> _WORK INSTRUCTIONS_
Emit all the data exactly as provided.

── DATASET ──

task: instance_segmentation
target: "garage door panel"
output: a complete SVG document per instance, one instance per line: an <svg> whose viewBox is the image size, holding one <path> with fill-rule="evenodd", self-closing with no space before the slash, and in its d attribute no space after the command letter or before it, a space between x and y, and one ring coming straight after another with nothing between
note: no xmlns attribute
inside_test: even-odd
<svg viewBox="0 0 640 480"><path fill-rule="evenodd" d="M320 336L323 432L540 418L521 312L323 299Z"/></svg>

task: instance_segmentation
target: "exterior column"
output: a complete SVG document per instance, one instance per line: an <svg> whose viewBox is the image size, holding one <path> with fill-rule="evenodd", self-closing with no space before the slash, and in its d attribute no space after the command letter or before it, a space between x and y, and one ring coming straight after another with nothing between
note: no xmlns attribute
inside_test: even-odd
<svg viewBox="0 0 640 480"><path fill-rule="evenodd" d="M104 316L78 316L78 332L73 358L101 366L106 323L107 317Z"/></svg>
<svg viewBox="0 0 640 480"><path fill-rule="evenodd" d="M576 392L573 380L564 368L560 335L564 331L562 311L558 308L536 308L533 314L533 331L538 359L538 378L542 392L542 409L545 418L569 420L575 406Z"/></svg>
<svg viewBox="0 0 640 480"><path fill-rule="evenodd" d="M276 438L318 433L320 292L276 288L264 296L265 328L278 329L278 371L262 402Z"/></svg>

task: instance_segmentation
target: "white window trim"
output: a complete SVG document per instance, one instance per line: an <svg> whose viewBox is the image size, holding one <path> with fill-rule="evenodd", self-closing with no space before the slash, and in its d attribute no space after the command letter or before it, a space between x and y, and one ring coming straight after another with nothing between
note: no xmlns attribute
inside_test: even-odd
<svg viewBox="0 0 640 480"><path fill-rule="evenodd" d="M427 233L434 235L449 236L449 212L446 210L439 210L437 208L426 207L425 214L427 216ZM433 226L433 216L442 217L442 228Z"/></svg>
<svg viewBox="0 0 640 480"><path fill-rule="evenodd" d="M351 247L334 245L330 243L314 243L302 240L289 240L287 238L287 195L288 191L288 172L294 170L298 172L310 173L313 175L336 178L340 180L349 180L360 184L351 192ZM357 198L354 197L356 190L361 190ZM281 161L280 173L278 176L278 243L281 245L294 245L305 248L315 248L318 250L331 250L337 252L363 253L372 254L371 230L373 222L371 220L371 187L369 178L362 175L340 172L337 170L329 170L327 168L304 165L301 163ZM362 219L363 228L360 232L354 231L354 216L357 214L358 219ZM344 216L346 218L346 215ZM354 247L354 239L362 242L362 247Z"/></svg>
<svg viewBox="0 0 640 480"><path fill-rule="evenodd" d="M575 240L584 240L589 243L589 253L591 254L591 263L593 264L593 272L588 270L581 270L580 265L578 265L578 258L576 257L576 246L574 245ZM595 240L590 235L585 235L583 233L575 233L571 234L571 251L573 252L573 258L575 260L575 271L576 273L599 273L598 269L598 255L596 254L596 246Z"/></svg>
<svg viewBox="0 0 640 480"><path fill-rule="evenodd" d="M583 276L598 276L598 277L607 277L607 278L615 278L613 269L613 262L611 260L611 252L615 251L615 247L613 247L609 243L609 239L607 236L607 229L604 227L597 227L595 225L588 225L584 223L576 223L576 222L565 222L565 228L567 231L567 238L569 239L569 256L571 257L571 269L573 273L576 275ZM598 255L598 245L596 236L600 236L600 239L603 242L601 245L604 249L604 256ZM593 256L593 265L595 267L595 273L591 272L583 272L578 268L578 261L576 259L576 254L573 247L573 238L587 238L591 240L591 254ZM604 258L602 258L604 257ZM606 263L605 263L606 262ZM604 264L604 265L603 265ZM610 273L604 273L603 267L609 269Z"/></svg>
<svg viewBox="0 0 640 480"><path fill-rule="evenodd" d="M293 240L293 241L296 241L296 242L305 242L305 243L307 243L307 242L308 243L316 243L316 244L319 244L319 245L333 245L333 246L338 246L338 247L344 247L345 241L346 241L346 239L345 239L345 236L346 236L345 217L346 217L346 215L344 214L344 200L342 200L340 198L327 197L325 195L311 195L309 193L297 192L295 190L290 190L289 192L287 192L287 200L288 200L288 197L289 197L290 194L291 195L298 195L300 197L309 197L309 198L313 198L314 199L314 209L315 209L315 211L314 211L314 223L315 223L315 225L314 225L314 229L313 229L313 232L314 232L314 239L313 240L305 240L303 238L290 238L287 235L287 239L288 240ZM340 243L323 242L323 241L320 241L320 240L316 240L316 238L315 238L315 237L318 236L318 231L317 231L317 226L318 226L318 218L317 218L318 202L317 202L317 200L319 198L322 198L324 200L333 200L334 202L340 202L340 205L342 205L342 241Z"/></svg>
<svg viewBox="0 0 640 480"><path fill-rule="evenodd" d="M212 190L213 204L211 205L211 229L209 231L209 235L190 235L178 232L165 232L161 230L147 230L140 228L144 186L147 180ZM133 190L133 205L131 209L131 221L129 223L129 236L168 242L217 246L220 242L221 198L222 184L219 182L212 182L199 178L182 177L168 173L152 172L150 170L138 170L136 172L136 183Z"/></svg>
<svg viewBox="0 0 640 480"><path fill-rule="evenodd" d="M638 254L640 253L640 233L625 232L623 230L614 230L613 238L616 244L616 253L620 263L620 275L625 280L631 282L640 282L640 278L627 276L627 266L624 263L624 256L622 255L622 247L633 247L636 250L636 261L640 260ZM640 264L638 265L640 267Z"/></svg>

───

> _RESULT OF THE EXERCISE_
task: instance_segmentation
target: "garage door panel"
output: a complete SVG document per instance, one instance per line: an <svg> whose viewBox is the image size, holding one <path> with fill-rule="evenodd", self-closing with no space before the slash, and in its d attribute no space after the command letter or before it, a space between x and y, and one ring coming straight after another with nothing between
note: no xmlns attribute
inside_test: even-odd
<svg viewBox="0 0 640 480"><path fill-rule="evenodd" d="M320 336L323 432L540 418L521 312L323 299Z"/></svg>

task: instance_segmentation
target: "exterior column"
output: a complete SVG document per instance, one instance per line: an <svg> whose viewBox is the image size, holding one <path> with fill-rule="evenodd", self-closing with no space before the slash, and in its d attribute no space after the command letter or before it, a space between x and y, and one ring coming straight after another with nothing between
note: no xmlns attribute
inside_test: even-odd
<svg viewBox="0 0 640 480"><path fill-rule="evenodd" d="M104 316L78 316L78 332L73 358L101 366L106 323L107 317Z"/></svg>
<svg viewBox="0 0 640 480"><path fill-rule="evenodd" d="M576 392L573 380L564 368L560 335L564 331L562 311L558 308L536 308L533 314L533 331L538 359L538 378L542 392L542 409L545 418L569 420L575 406Z"/></svg>
<svg viewBox="0 0 640 480"><path fill-rule="evenodd" d="M276 438L318 433L320 292L276 288L264 296L265 328L278 329L278 371L262 402Z"/></svg>

task: instance_segmentation
target: "white window trim"
output: a complete SVG document per instance, one instance per line: an <svg> whose viewBox is the image size, holding one <path> with fill-rule="evenodd", self-closing with no space before the slash, and in its d attribute no space after the command letter or before it, a space between x and y, and one ring coming straight after another with nothing between
note: no xmlns attribute
inside_test: even-odd
<svg viewBox="0 0 640 480"><path fill-rule="evenodd" d="M427 233L434 235L449 236L449 212L446 210L439 210L437 208L426 207L425 214L427 216ZM433 226L433 216L442 217L442 228Z"/></svg>
<svg viewBox="0 0 640 480"><path fill-rule="evenodd" d="M351 247L334 245L330 243L314 243L302 240L289 240L287 238L287 195L288 191L288 172L294 170L298 172L310 173L313 175L336 178L340 180L349 180L360 184L351 192ZM357 198L354 197L356 190L361 190ZM281 161L280 173L278 176L278 243L281 245L294 245L305 248L315 248L318 250L331 250L337 252L363 253L372 254L371 230L373 222L371 220L371 187L369 178L362 175L340 172L337 170L329 170L327 168L304 165L301 163ZM362 219L363 228L360 232L354 231L354 216L357 214L358 219ZM344 216L346 218L346 215ZM354 247L354 239L362 242L362 247Z"/></svg>
<svg viewBox="0 0 640 480"><path fill-rule="evenodd" d="M575 240L584 240L589 243L589 253L591 254L591 263L593 264L593 272L588 270L581 270L580 265L578 265L578 258L576 257L576 246L574 245ZM595 240L590 235L585 235L583 233L575 233L571 234L571 251L573 252L573 258L575 260L575 271L576 273L599 273L598 269L598 255L596 254L596 246Z"/></svg>
<svg viewBox="0 0 640 480"><path fill-rule="evenodd" d="M583 276L598 276L598 277L607 277L607 278L615 278L613 269L613 262L611 260L611 252L615 251L615 247L613 247L609 243L609 239L607 236L607 229L604 227L597 227L595 225L588 225L584 223L576 223L576 222L565 222L565 228L567 231L567 238L569 239L569 256L571 257L571 269L573 273L576 275ZM598 255L598 245L596 236L600 236L600 239L603 242L601 245L604 249L604 256ZM593 256L593 265L595 267L595 273L591 272L583 272L578 268L578 261L576 259L576 254L573 247L573 238L587 238L591 240L591 254ZM604 258L602 258L604 257ZM606 263L605 263L606 262ZM604 264L604 265L603 265ZM610 273L604 273L603 267L609 269Z"/></svg>
<svg viewBox="0 0 640 480"><path fill-rule="evenodd" d="M293 240L293 241L296 241L296 242L305 242L305 243L307 243L307 242L308 243L316 243L316 244L319 244L319 245L333 245L333 246L338 246L338 247L344 247L345 241L346 241L346 239L345 239L345 236L346 236L345 217L346 217L346 215L344 214L344 200L342 200L340 198L327 197L325 195L311 195L309 193L297 192L295 190L290 190L289 192L287 192L287 200L288 200L288 197L289 197L290 194L291 195L298 195L300 197L309 197L309 198L313 198L314 199L314 209L315 209L315 211L314 211L314 223L315 223L315 225L314 225L314 229L313 229L313 232L314 232L314 239L313 240L305 240L303 238L290 238L287 235L287 239L288 240ZM340 243L323 242L323 241L320 241L320 240L316 240L316 238L315 238L315 237L318 236L318 231L317 231L317 226L318 226L318 218L317 218L318 202L317 202L317 200L319 198L322 198L324 200L333 200L334 202L340 202L340 205L342 205L342 241Z"/></svg>
<svg viewBox="0 0 640 480"><path fill-rule="evenodd" d="M212 190L213 204L211 205L211 229L209 231L209 235L190 235L178 232L165 232L161 230L147 230L140 228L144 186L147 180ZM133 190L133 205L131 209L131 221L129 223L129 236L168 242L217 246L220 242L221 198L222 184L219 182L212 182L199 178L182 177L168 173L152 172L150 170L138 170L136 172L136 183Z"/></svg>
<svg viewBox="0 0 640 480"><path fill-rule="evenodd" d="M638 254L640 253L640 233L625 232L623 230L614 230L613 238L616 244L616 253L620 263L620 275L625 280L631 282L640 282L640 278L627 276L627 266L624 263L624 256L622 255L622 247L633 247L636 250L636 261L640 260ZM640 264L638 265L640 267Z"/></svg>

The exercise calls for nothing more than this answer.